[Start of Attachment]
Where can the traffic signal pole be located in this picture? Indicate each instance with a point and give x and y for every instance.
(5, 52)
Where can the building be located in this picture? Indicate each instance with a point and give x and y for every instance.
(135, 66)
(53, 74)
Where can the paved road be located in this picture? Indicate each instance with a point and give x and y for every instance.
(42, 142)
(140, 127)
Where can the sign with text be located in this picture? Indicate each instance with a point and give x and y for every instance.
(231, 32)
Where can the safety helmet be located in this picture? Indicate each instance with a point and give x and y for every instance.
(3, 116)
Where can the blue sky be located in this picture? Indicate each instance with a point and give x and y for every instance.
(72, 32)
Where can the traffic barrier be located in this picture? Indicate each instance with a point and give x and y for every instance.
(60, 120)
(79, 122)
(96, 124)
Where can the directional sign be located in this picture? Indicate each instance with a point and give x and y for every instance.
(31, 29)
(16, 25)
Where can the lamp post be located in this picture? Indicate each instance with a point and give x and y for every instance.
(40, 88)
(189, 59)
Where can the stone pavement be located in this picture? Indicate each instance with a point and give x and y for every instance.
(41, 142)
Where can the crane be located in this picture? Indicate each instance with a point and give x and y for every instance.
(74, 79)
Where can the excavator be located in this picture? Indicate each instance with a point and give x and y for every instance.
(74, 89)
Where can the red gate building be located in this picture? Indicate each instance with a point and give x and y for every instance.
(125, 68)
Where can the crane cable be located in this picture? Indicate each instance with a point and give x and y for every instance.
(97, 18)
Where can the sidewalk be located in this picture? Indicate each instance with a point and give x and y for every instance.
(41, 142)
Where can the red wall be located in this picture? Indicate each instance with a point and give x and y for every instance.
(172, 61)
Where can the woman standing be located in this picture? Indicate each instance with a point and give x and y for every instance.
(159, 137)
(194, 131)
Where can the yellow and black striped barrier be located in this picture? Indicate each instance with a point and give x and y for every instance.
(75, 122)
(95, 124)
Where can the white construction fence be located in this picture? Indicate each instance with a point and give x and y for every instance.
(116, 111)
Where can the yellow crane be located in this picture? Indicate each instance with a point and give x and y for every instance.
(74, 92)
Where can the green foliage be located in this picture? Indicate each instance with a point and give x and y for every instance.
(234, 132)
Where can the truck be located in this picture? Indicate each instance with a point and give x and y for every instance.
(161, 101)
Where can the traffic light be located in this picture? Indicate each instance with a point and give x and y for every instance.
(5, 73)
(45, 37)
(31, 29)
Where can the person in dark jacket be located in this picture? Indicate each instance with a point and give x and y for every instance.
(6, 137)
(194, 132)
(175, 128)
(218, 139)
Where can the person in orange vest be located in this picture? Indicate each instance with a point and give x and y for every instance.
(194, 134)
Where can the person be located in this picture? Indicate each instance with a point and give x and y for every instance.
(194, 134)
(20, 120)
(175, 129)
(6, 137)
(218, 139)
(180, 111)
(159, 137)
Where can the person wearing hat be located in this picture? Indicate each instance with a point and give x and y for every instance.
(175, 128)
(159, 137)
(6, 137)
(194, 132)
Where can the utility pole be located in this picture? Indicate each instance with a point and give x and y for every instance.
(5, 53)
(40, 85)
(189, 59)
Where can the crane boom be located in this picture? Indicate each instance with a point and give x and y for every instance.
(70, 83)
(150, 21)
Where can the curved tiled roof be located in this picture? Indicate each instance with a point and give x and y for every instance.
[End of Attachment]
Exercise aim: Output every line of the data again, exactly.

Exercise answer:
Where can the traffic signal pole be located in this picture? Indicate each instance with a point and give x and y for every instance.
(5, 52)
Where can the building be located in this picture? Indicate each instance with a point and give x and y for every instance.
(135, 66)
(53, 74)
Where can the paved road be located in this picture? Indicate each instance with a point and give x and y for every instance.
(42, 142)
(140, 127)
Where can the sign with text be located in this picture? Indicate each instance with a point and give x and y for every instance.
(231, 32)
Where can the safety helmet be located in this picture? Indicate each instance with a point and give x and y for every instance.
(3, 116)
Where can the blue sky be located in this picture? Indicate each instance with a point and give x and y for every instance.
(72, 32)
Where can the traffic barrier be located in this picture? Indicate each instance with a point and give x and y for every instance.
(60, 120)
(79, 122)
(96, 124)
Where can the directional sign be located in this picture? Indicate each instance with a point and give x and y for every instance.
(31, 29)
(16, 25)
Where can the lamp post be located in this picture? Indicate each instance with a point and give x and y for every instance.
(40, 88)
(189, 59)
Where can the stone pavement be located in this picture? Indicate each instance with a point and give x and y for every instance.
(41, 142)
Where can the crane be located in this picture? Indicate each instance with a point and give x and y for every instance.
(74, 79)
Where can the excavator be located in this picture? Indicate each instance with a point and give x and y for every instance.
(74, 89)
Where can the red gate building be located in this picture? Indicate each instance with a point and give x and y for every instance.
(125, 68)
Where can the crane cable be located in this picture? Indicate each instance with a point and give x and y for every instance.
(97, 18)
Where can the sidewalk be located in this picture? Indicate each instance with a point and give x and y for every instance.
(41, 142)
Where can the red wall be located in this picture? Indicate each instance with a point and give x and y for every instance.
(172, 61)
Where can the woman standing be located in this picture? Indicate each instance with a point and give x and y for every instance.
(159, 137)
(194, 131)
Where can the yellow and black striped barrier be located in this picture? Indicate each instance with a point and give x and y for every instance.
(75, 122)
(95, 124)
Where can the white construction fence be located in this picture? Indicate each instance with a point and give x and y for every instance.
(116, 111)
Where can the yellow crane be located in this picture? Indicate each instance with a point and give x and y for every instance.
(74, 92)
Where can the green foliage be located in this picture? Indicate each instance with a point and give x and y for every instance.
(234, 132)
Where can the truck be located in this picture? Indicate each instance with a point and give x and y for every instance.
(161, 101)
Where can the traffic light be located in this picture? Indicate each instance with a point and give x and y for every instance.
(5, 73)
(45, 37)
(31, 29)
Where can the person in dark jacket be located in this picture? Indicate each instance with a point and give x and y for every instance.
(6, 137)
(194, 132)
(175, 128)
(218, 139)
Where can the person in orange vest be located in this picture? Indicate each instance with a point and give x and y for every instance.
(194, 134)
Where can the person be located in this picture? Indicate each instance with a point and give x and y for every instance.
(194, 134)
(20, 120)
(175, 129)
(6, 137)
(218, 139)
(180, 111)
(159, 137)
Where can the person wearing hat be located in this picture? Indicate each instance with a point and give x and y for every instance.
(175, 128)
(159, 137)
(6, 137)
(194, 132)
Where can the utility pole be located in this picture? Indicate each instance with a point and give x and y for every instance.
(5, 53)
(40, 85)
(189, 59)
Where can the crane boom be located in this picture? Indicate each instance with a point and give x and y for every instance.
(70, 83)
(150, 21)
Where can the curved tiled roof be located in this picture? Indicate each instance with a point and give x and y for every instance.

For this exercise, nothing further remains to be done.